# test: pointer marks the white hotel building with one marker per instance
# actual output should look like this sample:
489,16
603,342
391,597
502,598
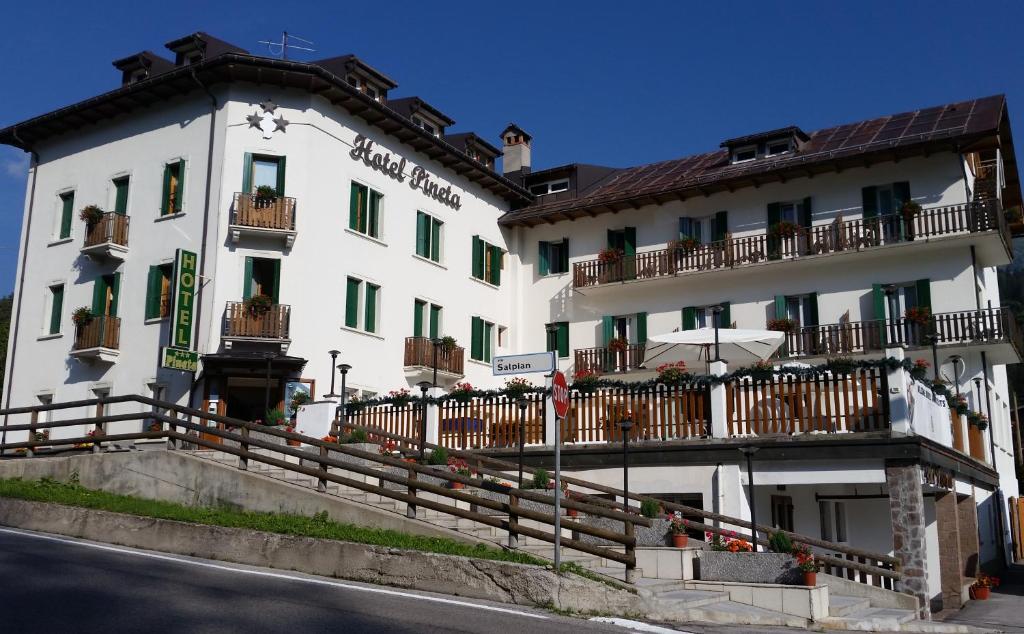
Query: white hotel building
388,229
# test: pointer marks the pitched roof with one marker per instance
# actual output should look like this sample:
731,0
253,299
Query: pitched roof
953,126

* * *

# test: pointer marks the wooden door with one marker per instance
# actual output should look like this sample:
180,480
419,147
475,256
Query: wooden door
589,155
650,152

==

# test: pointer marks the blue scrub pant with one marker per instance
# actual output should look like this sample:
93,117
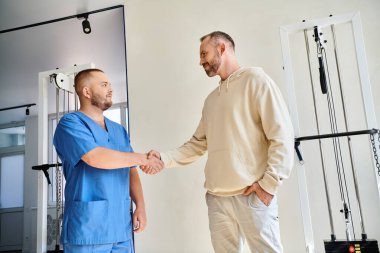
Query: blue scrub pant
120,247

### WRITTEN PROBLEM
Pick out each row above that contains the word "blue" and copy it in full. Case counts.

### TASK ANSWER
# test: pointer marks the blue scrub pant with one marker per instance
Query: blue scrub pant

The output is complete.